(TASK)
Would you please copy each line of the listing that mentions "excavator"?

(DATA EXCERPTS)
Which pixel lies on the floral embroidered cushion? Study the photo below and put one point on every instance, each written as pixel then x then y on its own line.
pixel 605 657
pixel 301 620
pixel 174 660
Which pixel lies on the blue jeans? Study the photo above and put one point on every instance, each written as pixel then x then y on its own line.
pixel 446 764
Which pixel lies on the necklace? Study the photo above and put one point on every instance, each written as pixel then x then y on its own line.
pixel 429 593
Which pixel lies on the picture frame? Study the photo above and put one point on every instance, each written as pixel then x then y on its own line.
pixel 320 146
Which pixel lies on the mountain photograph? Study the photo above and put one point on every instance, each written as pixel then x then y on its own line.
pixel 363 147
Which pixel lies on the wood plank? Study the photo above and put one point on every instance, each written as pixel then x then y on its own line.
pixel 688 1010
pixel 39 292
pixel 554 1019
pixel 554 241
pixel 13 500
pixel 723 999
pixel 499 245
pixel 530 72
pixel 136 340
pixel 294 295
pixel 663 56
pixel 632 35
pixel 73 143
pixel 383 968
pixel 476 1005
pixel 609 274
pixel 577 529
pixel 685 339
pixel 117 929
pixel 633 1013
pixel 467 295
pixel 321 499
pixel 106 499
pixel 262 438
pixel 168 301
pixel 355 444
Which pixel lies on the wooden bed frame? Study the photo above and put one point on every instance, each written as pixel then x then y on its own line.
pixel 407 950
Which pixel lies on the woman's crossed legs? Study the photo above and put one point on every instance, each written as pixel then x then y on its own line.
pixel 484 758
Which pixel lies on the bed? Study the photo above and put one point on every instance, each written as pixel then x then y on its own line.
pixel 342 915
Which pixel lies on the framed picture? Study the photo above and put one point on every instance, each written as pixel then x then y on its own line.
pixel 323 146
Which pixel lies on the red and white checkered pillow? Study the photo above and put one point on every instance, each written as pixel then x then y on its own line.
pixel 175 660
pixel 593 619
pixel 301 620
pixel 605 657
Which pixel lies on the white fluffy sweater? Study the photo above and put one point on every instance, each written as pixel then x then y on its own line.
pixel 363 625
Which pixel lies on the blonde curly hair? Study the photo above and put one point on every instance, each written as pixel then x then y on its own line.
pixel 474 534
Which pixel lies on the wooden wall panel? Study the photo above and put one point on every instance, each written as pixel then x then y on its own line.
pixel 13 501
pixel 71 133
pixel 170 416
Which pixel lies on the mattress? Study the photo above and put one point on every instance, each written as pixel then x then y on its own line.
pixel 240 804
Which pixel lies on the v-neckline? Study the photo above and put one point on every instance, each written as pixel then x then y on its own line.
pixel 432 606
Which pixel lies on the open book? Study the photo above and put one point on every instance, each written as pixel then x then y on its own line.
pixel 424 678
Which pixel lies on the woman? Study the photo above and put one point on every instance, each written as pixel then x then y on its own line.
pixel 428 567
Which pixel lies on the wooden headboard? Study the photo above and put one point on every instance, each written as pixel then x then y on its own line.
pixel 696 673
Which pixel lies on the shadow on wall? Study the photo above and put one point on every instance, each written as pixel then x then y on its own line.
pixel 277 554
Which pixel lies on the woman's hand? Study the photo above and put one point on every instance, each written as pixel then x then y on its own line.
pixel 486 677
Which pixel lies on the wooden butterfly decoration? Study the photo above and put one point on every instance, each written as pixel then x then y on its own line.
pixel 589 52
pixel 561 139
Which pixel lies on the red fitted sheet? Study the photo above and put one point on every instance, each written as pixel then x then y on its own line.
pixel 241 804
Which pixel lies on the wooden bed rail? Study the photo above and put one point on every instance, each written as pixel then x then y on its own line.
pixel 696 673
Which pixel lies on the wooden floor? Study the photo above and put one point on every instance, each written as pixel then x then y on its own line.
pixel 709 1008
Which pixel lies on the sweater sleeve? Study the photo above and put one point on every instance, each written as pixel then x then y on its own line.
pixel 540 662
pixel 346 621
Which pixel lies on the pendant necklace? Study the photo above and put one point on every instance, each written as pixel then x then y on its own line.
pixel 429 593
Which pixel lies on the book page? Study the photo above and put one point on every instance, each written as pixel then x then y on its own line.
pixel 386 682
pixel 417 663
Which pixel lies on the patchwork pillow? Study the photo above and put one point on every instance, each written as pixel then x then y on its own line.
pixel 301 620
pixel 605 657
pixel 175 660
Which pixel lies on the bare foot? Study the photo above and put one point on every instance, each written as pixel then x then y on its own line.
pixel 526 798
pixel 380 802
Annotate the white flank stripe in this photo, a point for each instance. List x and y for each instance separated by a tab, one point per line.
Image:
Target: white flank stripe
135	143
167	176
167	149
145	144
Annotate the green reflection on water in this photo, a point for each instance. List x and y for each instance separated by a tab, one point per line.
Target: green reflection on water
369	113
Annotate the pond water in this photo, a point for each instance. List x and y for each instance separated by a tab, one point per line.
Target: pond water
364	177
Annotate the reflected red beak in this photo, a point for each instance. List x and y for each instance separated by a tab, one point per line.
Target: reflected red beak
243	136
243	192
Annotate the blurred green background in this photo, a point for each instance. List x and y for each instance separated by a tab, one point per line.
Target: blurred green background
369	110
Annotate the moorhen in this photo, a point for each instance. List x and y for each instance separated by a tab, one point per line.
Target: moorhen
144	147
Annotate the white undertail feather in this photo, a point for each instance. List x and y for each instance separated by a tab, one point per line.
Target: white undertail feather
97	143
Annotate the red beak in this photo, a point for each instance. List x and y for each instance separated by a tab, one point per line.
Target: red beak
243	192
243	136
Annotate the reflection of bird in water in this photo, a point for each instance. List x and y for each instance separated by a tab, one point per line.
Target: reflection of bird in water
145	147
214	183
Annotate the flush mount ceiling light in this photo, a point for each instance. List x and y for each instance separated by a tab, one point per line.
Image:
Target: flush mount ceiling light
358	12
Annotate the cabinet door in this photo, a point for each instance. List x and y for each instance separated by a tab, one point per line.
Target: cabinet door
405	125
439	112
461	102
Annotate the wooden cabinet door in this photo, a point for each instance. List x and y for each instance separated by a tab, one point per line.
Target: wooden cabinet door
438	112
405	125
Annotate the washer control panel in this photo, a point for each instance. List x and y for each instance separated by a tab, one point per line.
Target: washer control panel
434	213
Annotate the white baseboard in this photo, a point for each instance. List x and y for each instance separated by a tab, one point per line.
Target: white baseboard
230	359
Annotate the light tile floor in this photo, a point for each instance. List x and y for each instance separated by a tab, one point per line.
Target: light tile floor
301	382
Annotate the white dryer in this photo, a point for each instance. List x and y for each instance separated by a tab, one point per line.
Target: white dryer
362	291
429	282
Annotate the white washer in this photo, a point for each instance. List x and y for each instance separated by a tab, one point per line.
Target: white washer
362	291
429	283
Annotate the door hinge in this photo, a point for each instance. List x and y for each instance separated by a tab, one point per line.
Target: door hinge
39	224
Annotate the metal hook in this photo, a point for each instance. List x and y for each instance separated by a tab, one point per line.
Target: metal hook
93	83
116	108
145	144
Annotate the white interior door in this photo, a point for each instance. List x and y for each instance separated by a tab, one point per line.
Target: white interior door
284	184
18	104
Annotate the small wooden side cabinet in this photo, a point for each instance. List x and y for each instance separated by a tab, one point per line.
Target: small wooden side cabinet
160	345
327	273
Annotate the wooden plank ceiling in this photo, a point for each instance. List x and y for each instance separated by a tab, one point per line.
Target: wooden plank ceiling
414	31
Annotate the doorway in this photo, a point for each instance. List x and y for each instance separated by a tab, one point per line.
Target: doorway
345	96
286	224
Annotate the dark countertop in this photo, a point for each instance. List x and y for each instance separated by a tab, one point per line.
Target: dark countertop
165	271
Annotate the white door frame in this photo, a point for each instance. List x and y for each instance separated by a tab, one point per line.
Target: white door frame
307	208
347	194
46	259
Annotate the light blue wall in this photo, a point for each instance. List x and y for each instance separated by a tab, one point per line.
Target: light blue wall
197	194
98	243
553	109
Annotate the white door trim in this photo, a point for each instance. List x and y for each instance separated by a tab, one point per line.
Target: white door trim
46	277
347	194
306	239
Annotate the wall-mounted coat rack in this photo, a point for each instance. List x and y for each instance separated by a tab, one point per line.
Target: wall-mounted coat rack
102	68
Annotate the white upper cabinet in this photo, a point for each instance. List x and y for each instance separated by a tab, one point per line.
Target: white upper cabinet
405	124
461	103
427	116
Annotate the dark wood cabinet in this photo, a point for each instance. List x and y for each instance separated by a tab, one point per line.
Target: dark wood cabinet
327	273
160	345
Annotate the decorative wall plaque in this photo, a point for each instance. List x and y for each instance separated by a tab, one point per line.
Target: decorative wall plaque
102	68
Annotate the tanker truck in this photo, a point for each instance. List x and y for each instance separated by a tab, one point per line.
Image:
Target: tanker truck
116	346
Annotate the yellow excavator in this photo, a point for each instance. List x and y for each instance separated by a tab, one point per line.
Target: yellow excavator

(REPLY)
Annotate the yellow excavator in this photo, a point for each instance. List x and y for each instance separated by a tab, one point per line.
Target: yellow excavator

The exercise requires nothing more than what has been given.